WHAT TO DO
1. From the text about anxiety over a technology course, write out the passage starting with "No, my reasons" and going on through "butterflies and anxiety.".
2. Answer these questions from the text about anxiety over a technology course:
(a) How many social media accounts does the writer have?
(b) What is the writer's first thought on clicking the assignment page?
(c) What term does the text give for "passive" involvement?

EXTRACTED TEXT
□ □ □ □

My initial reaction to this course is anxiety.  My stomach gets butterflies every time I click on the assignment page, and my first thought is “yikes!” It’s not that I’m overwhelmed by the technology or the actual assignments. In fact, I’ve embraced technology in my teaching and personal learning.  I have four different social media accounts for different purposes.  I search out innovative thinkers on Google+ and Twitter, to the point that, on some days, I feel like a groupie rather than a follower. Specifically, I use two Twitter accounts (@sharoncowen and @unhce_fcr make it easy and fast to post information for other learners with similar interests) and a Google+ account (+Sharon Cowen helps to collaborate with and post information for colleagues); recently, I’ve started using LinkedIn (to connect with former colleagues and friends and new people I meet).  Each of these avenues has a different purpose for me, but all incorporate teaching and learning about something as a goal in posting information.  I’ve established relationships with colleagues in other states and found fascinating information that I would never have found without social media. I’ve “met” people who have interesting perspectives on subjects I’m interested in (can people you’ve not actually met face-to-face be considered friends?).

No, my reasons for the ”yikes” response to the assignment page are more basic. One of the biggest reasons for taking this course is to provide myself with a structured place in which I have to commit to learning and using new technology more effectively as a tool.  I love reading about technology; hence, my groupie behavior when using Twitter and Google+.  But reading is relatively passive. Twitter and Google+ are easy to use, and you can get involved in them as much or as little as you want. There’s even a term for “passive” involvement: lurking. I lurk well and post fast.  But I’ve been trying to go to the next level and use more technology in new ways to reach new learners.  So, “yikes” is because now I have to do the work of learning new ways, and all those reasons for putting it off have risen to the surface in the form of butterflies and anxiety.

□ □ □ □

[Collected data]
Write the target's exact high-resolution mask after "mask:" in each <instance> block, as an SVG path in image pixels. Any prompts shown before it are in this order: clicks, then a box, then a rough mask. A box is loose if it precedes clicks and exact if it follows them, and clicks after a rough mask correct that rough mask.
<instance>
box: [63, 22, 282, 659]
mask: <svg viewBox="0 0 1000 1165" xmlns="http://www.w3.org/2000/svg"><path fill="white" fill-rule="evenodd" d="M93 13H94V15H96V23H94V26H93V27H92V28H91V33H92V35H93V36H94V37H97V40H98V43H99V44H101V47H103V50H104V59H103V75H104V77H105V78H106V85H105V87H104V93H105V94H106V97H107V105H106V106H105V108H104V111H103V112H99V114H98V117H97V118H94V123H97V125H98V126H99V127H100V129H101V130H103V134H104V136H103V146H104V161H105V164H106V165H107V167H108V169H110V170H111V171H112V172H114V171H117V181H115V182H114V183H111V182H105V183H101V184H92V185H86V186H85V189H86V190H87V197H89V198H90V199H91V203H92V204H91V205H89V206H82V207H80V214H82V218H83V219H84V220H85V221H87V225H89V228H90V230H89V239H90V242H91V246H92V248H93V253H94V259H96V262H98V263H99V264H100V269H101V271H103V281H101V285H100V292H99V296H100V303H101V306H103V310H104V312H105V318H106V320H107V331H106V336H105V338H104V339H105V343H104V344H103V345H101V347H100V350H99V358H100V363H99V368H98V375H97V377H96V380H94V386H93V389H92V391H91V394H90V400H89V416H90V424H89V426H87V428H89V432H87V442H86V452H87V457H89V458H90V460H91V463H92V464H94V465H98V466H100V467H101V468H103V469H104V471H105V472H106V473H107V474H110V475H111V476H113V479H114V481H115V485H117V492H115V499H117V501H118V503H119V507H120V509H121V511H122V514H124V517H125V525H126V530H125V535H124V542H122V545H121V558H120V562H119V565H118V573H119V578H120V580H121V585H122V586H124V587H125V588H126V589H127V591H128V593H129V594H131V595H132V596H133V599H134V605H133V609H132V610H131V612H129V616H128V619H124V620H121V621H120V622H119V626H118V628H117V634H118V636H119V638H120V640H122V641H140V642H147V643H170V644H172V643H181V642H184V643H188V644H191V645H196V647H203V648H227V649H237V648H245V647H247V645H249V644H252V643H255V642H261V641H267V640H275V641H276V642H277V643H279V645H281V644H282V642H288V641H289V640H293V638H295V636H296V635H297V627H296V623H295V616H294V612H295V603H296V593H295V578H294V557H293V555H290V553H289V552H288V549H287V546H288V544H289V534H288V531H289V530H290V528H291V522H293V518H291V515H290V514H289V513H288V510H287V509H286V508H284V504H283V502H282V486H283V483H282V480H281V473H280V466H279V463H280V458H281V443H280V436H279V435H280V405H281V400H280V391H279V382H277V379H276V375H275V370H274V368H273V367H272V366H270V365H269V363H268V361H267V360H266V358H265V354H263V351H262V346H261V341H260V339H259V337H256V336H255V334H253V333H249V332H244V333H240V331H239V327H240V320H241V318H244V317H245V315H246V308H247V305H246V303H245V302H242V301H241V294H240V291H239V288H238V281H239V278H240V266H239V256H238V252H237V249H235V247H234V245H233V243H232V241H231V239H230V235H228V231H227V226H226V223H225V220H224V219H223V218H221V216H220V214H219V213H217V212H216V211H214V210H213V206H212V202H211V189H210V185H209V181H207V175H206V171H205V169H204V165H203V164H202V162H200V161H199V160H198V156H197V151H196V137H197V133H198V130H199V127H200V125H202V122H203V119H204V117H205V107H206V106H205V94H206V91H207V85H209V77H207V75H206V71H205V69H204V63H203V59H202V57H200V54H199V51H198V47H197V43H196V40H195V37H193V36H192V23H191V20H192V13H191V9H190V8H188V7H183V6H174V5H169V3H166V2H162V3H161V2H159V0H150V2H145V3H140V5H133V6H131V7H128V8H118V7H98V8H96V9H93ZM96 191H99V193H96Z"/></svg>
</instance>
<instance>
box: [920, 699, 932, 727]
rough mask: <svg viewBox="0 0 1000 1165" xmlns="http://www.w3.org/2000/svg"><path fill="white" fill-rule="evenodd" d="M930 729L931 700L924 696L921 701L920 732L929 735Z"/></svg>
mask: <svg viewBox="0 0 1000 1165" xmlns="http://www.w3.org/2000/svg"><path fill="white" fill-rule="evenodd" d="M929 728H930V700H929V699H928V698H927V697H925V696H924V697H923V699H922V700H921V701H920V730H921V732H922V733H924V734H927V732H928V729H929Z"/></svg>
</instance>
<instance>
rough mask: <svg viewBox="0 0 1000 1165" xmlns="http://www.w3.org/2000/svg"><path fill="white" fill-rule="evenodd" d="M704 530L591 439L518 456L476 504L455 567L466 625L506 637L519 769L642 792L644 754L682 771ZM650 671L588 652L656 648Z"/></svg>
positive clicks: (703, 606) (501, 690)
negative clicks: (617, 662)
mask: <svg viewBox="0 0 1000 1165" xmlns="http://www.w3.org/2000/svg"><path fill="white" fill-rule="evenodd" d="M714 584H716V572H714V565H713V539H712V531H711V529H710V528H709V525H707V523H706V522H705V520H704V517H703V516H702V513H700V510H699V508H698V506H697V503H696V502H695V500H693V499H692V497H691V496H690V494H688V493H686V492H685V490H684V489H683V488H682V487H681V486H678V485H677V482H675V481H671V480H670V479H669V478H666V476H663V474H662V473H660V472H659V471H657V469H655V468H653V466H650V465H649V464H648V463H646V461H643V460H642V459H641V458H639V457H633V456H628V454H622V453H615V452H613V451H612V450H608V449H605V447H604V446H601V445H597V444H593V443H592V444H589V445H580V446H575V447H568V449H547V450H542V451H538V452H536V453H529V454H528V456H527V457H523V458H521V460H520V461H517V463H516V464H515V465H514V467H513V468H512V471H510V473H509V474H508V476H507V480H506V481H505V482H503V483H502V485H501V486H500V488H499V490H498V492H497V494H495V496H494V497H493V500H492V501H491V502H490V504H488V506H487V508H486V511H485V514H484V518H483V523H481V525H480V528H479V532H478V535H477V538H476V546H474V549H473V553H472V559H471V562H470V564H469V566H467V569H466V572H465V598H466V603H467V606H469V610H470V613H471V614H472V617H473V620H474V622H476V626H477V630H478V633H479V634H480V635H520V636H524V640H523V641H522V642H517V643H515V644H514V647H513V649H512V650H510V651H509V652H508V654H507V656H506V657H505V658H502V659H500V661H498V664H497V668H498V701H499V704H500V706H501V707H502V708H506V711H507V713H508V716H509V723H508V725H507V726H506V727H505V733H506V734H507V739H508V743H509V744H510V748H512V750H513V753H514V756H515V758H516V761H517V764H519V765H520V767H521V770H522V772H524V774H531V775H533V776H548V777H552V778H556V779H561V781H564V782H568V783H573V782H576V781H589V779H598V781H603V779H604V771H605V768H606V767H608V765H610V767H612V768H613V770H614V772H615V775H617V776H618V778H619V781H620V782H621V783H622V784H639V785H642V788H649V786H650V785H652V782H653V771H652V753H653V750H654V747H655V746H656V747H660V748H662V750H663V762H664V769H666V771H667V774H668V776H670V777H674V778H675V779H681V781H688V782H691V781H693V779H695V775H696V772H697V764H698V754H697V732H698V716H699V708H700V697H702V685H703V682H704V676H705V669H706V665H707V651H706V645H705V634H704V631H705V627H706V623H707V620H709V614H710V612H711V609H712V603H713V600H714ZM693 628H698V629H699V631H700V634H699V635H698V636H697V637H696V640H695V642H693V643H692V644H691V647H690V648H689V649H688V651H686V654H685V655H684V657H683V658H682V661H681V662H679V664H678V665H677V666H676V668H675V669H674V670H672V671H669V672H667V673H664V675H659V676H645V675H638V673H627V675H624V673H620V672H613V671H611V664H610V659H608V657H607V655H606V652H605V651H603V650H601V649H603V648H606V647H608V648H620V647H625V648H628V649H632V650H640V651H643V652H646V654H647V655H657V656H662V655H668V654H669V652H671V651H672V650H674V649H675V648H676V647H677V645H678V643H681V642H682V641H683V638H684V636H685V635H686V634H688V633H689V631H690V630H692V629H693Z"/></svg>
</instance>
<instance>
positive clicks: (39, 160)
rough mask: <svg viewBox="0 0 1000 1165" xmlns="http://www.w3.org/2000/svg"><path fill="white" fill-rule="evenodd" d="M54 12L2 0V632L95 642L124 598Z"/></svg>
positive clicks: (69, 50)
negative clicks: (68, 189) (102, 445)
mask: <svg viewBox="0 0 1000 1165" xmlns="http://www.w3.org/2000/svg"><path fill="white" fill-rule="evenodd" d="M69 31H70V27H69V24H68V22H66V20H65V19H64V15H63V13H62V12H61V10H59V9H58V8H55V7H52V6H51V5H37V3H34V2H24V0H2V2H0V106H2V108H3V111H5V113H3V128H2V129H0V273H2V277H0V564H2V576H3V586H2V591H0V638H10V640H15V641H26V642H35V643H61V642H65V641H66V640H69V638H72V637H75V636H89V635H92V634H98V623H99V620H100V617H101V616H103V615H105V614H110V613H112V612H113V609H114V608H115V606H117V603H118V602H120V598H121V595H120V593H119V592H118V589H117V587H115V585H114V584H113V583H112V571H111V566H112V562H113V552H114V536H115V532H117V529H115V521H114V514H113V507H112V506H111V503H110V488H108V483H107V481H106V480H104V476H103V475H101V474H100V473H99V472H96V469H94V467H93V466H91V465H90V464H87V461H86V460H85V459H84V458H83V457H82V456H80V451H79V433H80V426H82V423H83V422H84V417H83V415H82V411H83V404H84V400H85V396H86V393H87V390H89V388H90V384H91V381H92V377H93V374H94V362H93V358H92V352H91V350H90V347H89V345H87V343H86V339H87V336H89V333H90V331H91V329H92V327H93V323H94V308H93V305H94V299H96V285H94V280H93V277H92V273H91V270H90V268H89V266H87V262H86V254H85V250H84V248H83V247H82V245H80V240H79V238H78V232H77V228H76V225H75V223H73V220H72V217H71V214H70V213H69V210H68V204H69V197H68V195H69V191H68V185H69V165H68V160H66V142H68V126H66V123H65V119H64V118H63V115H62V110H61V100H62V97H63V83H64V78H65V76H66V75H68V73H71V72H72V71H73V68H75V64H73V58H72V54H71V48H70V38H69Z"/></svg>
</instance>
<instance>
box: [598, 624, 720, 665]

□ □ □ □

RESPONSES IN ORDER
1.
No, my reasons for the ”yikes” response to the assignment page are more basic. One of the biggest reasons for taking this course is to provide myself with a structured place in which I have to commit to learning and using new technology more effectively as a tool.  I love reading about technology; hence, my groupie behavior when using Twitter and Google+.  But reading is relatively passive. Twitter and Google+ are easy to use, and you can get involved in them as much or as little as you want. There’s even a term for “passive” involvement: lurking. I lurk well and post fast.  But I’ve been trying to go to the next level and use more technology in new ways to reach new learners.  So, “yikes” is because now I have to do the work of learning new ways, and all those reasons for putting it off have risen to the surface in the form of butterflies and anxiety.

2.
(a) Four
(b) "Yikes!"
(c) Lurking